WHAT NEEDS TO BE DONE ->
From the data below, please reproduce exactly everything from the line that contains "ok so i need the box for dirt" down to the line that contains "ok so i need the box for rear wheel", with both ends included.

RECORDS PROVIDED ->

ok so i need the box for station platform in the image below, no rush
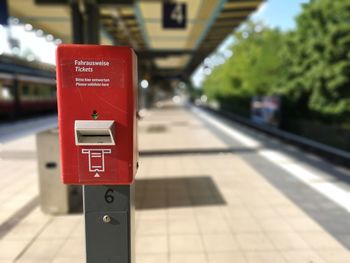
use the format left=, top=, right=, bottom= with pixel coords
left=1, top=102, right=350, bottom=262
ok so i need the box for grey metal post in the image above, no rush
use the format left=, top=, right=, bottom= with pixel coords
left=70, top=0, right=99, bottom=44
left=84, top=0, right=100, bottom=44
left=70, top=1, right=84, bottom=44
left=83, top=185, right=135, bottom=263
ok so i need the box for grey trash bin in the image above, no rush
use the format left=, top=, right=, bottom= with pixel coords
left=36, top=129, right=82, bottom=214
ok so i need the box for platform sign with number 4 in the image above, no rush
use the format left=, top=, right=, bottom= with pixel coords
left=162, top=2, right=187, bottom=29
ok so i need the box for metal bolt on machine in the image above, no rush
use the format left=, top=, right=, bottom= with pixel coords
left=56, top=44, right=138, bottom=263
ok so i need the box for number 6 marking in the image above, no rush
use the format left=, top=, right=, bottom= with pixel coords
left=105, top=189, right=114, bottom=204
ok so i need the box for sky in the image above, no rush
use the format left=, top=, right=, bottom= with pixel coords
left=253, top=0, right=310, bottom=30
left=191, top=0, right=311, bottom=87
left=0, top=20, right=60, bottom=64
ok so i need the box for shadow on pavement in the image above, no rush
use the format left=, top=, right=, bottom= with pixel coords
left=135, top=176, right=226, bottom=210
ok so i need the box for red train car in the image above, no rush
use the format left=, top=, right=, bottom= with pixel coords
left=0, top=55, right=56, bottom=119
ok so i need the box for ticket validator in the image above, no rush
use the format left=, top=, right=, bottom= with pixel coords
left=56, top=45, right=138, bottom=263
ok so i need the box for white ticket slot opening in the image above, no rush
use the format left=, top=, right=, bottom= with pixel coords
left=75, top=120, right=116, bottom=146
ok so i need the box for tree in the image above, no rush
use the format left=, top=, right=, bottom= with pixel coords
left=203, top=22, right=284, bottom=115
left=279, top=0, right=350, bottom=120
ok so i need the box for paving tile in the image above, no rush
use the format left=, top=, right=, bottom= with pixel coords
left=16, top=259, right=48, bottom=263
left=274, top=206, right=306, bottom=218
left=317, top=249, right=350, bottom=263
left=39, top=216, right=80, bottom=238
left=299, top=231, right=344, bottom=249
left=136, top=235, right=168, bottom=254
left=196, top=216, right=231, bottom=234
left=136, top=219, right=167, bottom=236
left=69, top=221, right=84, bottom=238
left=194, top=207, right=225, bottom=218
left=266, top=232, right=310, bottom=250
left=52, top=256, right=86, bottom=263
left=202, top=234, right=239, bottom=252
left=248, top=207, right=279, bottom=219
left=56, top=238, right=84, bottom=258
left=236, top=233, right=275, bottom=251
left=222, top=206, right=251, bottom=219
left=170, top=253, right=207, bottom=263
left=169, top=216, right=199, bottom=234
left=207, top=252, right=247, bottom=263
left=5, top=212, right=51, bottom=240
left=228, top=217, right=262, bottom=233
left=0, top=239, right=30, bottom=261
left=259, top=218, right=294, bottom=232
left=137, top=209, right=168, bottom=220
left=168, top=207, right=195, bottom=218
left=136, top=253, right=168, bottom=263
left=281, top=250, right=326, bottom=263
left=19, top=239, right=66, bottom=260
left=245, top=251, right=287, bottom=263
left=285, top=216, right=323, bottom=232
left=169, top=234, right=204, bottom=253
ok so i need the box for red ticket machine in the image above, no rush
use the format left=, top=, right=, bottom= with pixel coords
left=56, top=45, right=138, bottom=185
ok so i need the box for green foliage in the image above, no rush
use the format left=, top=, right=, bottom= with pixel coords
left=203, top=22, right=284, bottom=103
left=280, top=0, right=350, bottom=119
left=202, top=0, right=350, bottom=123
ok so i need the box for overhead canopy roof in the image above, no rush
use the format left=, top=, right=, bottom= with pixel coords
left=8, top=0, right=263, bottom=79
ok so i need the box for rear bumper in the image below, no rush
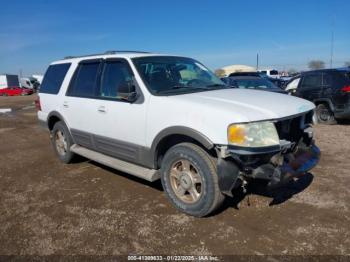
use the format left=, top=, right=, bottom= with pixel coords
left=334, top=108, right=350, bottom=119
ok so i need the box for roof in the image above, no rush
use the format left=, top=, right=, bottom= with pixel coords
left=52, top=51, right=172, bottom=64
left=304, top=67, right=350, bottom=73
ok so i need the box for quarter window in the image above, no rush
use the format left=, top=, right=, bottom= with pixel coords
left=40, top=63, right=71, bottom=94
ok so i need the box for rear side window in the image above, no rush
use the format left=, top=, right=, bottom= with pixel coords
left=40, top=63, right=71, bottom=94
left=300, top=74, right=322, bottom=89
left=67, top=61, right=101, bottom=97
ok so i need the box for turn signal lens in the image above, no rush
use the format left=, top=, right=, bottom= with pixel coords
left=228, top=124, right=246, bottom=145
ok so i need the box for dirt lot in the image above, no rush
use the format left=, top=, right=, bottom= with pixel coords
left=0, top=95, right=350, bottom=257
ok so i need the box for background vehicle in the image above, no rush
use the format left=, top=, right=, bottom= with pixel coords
left=268, top=77, right=288, bottom=89
left=0, top=87, right=33, bottom=96
left=221, top=75, right=287, bottom=94
left=0, top=74, right=20, bottom=89
left=287, top=68, right=350, bottom=124
left=258, top=69, right=279, bottom=79
left=37, top=51, right=317, bottom=217
left=20, top=77, right=40, bottom=91
left=32, top=74, right=44, bottom=84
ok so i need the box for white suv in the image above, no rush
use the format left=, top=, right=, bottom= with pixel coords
left=37, top=51, right=319, bottom=217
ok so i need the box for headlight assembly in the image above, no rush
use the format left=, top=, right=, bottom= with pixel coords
left=227, top=121, right=280, bottom=148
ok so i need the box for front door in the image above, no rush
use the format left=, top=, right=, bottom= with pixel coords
left=90, top=59, right=147, bottom=164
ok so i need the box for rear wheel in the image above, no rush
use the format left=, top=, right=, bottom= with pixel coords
left=51, top=121, right=76, bottom=163
left=316, top=103, right=336, bottom=125
left=160, top=143, right=224, bottom=217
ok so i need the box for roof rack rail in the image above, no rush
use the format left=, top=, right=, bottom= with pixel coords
left=63, top=50, right=150, bottom=59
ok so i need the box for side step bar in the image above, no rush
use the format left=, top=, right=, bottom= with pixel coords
left=70, top=144, right=160, bottom=182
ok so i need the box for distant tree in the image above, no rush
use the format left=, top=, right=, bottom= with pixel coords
left=308, top=60, right=325, bottom=70
left=287, top=68, right=298, bottom=75
left=344, top=61, right=350, bottom=67
left=214, top=69, right=226, bottom=77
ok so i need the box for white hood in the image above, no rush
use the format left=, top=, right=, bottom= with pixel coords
left=147, top=89, right=315, bottom=145
left=169, top=89, right=315, bottom=122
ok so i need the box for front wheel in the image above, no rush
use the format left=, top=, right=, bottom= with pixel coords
left=160, top=143, right=224, bottom=217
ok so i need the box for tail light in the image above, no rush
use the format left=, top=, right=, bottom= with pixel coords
left=35, top=97, right=41, bottom=111
left=341, top=85, right=350, bottom=93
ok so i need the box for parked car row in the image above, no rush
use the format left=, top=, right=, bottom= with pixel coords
left=220, top=67, right=350, bottom=125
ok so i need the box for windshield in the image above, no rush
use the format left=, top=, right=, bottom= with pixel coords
left=229, top=77, right=280, bottom=89
left=132, top=56, right=227, bottom=95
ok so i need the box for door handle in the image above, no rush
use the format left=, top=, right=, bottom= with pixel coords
left=97, top=106, right=106, bottom=113
left=63, top=101, right=69, bottom=108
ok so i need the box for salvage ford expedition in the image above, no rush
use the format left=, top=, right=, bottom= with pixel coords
left=37, top=51, right=320, bottom=217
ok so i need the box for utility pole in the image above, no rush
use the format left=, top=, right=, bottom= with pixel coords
left=256, top=53, right=259, bottom=71
left=330, top=17, right=335, bottom=68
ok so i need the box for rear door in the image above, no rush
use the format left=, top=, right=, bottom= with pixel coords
left=296, top=73, right=322, bottom=101
left=63, top=59, right=103, bottom=149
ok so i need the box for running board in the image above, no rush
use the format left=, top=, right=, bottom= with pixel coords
left=70, top=144, right=160, bottom=182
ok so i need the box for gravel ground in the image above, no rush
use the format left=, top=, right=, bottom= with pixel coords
left=0, top=95, right=349, bottom=258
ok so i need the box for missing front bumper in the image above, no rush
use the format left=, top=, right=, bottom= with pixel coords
left=251, top=143, right=320, bottom=188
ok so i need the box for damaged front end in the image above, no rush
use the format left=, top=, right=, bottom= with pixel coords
left=217, top=110, right=320, bottom=196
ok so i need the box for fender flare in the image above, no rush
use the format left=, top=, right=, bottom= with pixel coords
left=313, top=98, right=335, bottom=112
left=46, top=111, right=74, bottom=141
left=149, top=126, right=214, bottom=167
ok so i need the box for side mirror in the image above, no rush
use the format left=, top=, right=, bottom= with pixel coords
left=119, top=81, right=139, bottom=103
left=126, top=88, right=139, bottom=102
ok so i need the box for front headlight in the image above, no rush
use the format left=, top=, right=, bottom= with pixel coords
left=227, top=121, right=280, bottom=147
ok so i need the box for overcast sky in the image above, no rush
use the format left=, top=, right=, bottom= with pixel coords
left=0, top=0, right=349, bottom=76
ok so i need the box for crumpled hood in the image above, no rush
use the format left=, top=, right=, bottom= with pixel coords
left=168, top=88, right=315, bottom=122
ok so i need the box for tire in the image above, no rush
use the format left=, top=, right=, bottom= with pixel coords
left=51, top=121, right=76, bottom=163
left=315, top=103, right=336, bottom=125
left=160, top=142, right=225, bottom=217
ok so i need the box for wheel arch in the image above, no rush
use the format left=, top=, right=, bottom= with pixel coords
left=150, top=126, right=216, bottom=169
left=313, top=98, right=335, bottom=111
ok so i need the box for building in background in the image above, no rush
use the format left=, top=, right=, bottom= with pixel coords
left=215, top=65, right=256, bottom=77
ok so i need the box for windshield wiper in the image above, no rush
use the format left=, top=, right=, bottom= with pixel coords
left=156, top=87, right=210, bottom=95
left=206, top=84, right=232, bottom=89
left=206, top=84, right=226, bottom=87
left=170, top=85, right=192, bottom=90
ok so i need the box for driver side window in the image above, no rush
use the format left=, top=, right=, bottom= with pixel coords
left=99, top=61, right=134, bottom=100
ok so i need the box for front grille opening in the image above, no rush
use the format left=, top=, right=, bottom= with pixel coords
left=275, top=111, right=312, bottom=143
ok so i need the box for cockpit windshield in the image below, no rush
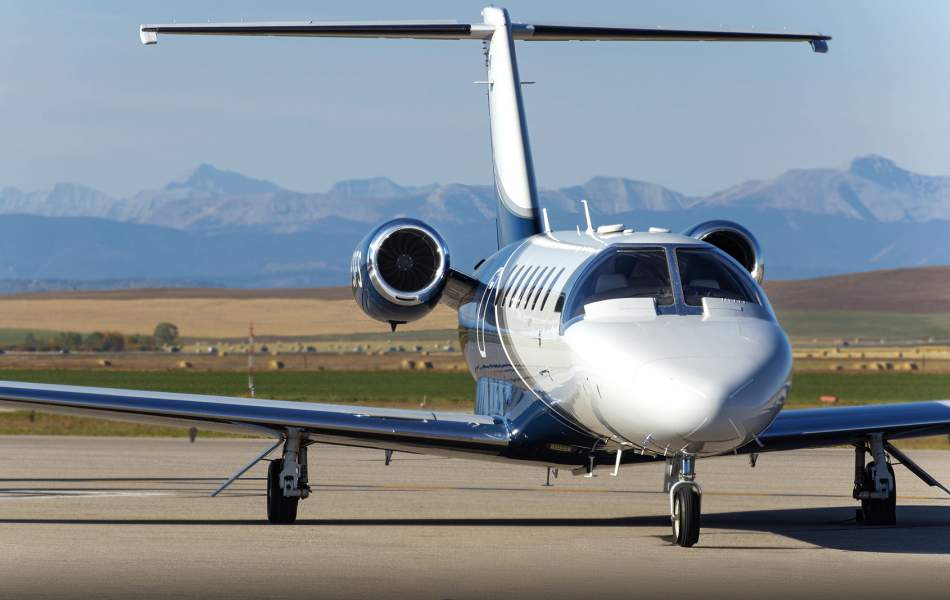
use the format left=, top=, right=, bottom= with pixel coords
left=565, top=248, right=673, bottom=320
left=676, top=247, right=759, bottom=306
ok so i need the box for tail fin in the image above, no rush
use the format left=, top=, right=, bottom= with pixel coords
left=140, top=7, right=830, bottom=249
left=481, top=7, right=542, bottom=248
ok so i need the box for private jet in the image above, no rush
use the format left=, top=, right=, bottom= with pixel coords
left=2, top=7, right=948, bottom=547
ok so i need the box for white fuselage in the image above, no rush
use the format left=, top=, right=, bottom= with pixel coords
left=462, top=228, right=793, bottom=458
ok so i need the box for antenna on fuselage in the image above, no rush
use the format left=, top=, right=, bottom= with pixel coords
left=580, top=199, right=594, bottom=233
left=541, top=208, right=552, bottom=234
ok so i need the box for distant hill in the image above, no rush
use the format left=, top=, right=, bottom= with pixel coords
left=2, top=155, right=950, bottom=287
left=14, top=265, right=949, bottom=315
left=764, top=265, right=950, bottom=314
left=703, top=156, right=950, bottom=223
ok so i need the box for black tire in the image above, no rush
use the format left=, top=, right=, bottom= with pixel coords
left=672, top=485, right=701, bottom=547
left=861, top=462, right=896, bottom=526
left=267, top=459, right=299, bottom=524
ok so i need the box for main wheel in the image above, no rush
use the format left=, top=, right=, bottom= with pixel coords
left=861, top=462, right=896, bottom=526
left=672, top=485, right=701, bottom=547
left=267, top=458, right=299, bottom=524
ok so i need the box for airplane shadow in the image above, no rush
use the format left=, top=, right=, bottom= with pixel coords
left=1, top=503, right=948, bottom=554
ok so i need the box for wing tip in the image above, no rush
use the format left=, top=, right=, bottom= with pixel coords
left=140, top=25, right=158, bottom=45
left=809, top=38, right=830, bottom=53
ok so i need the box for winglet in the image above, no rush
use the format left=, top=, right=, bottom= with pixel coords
left=140, top=25, right=158, bottom=45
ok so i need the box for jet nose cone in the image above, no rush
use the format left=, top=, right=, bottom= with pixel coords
left=644, top=357, right=772, bottom=450
left=603, top=357, right=762, bottom=450
left=565, top=317, right=792, bottom=455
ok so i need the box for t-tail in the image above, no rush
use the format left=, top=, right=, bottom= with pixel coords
left=140, top=7, right=830, bottom=250
left=481, top=7, right=542, bottom=248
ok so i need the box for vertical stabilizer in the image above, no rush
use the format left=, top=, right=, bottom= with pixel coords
left=483, top=7, right=542, bottom=248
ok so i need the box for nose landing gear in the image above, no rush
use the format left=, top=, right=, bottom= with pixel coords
left=668, top=455, right=701, bottom=547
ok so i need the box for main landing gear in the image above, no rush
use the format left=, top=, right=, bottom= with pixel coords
left=666, top=455, right=701, bottom=547
left=267, top=428, right=311, bottom=524
left=853, top=434, right=896, bottom=526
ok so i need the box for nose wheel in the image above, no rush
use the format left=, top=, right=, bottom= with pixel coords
left=672, top=484, right=701, bottom=546
left=668, top=455, right=701, bottom=547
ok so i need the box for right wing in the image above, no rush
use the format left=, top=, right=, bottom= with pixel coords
left=0, top=381, right=509, bottom=457
left=749, top=400, right=950, bottom=452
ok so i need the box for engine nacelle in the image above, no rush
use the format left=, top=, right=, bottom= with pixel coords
left=351, top=218, right=450, bottom=326
left=683, top=220, right=764, bottom=283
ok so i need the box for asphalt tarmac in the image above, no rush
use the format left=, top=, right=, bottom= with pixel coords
left=1, top=436, right=949, bottom=600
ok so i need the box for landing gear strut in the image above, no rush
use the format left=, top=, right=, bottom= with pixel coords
left=267, top=428, right=311, bottom=524
left=669, top=455, right=701, bottom=547
left=853, top=434, right=896, bottom=526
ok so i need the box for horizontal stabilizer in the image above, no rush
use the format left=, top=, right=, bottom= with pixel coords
left=140, top=20, right=830, bottom=52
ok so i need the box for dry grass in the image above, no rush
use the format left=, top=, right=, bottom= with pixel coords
left=0, top=297, right=458, bottom=338
left=0, top=351, right=467, bottom=372
left=765, top=265, right=950, bottom=314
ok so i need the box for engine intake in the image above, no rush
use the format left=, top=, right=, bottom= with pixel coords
left=352, top=218, right=449, bottom=326
left=683, top=220, right=764, bottom=283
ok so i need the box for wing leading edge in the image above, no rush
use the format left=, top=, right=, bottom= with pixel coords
left=746, top=400, right=950, bottom=453
left=0, top=381, right=509, bottom=457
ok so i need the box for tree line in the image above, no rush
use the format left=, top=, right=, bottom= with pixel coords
left=13, top=322, right=179, bottom=352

EXERCISE SOLUTION ->
ok so i need the box for dirt lot in the image above, no rush
use the format left=, top=, right=, bottom= with pixel coords
left=0, top=95, right=350, bottom=257
ok so i need the box for background vehicle in the image above, no rush
use the format left=, top=, right=, bottom= with pixel coords
left=268, top=77, right=288, bottom=89
left=0, top=87, right=33, bottom=96
left=221, top=75, right=287, bottom=94
left=0, top=74, right=20, bottom=89
left=287, top=68, right=350, bottom=124
left=258, top=69, right=279, bottom=79
left=37, top=51, right=317, bottom=217
left=20, top=77, right=40, bottom=91
left=32, top=74, right=44, bottom=84
ok so i need the box for white suv in the image above, no rush
use the format left=, top=, right=, bottom= with pixel coords
left=37, top=51, right=319, bottom=217
ok so i need the box for headlight assembly in the image above, no rush
use the format left=, top=, right=, bottom= with pixel coords
left=227, top=121, right=280, bottom=148
ok so i need the box for front door in the image above, no rush
use the format left=, top=, right=, bottom= with pixel coords
left=90, top=59, right=147, bottom=164
ok so i need the box for rear wheel in the image above, no rush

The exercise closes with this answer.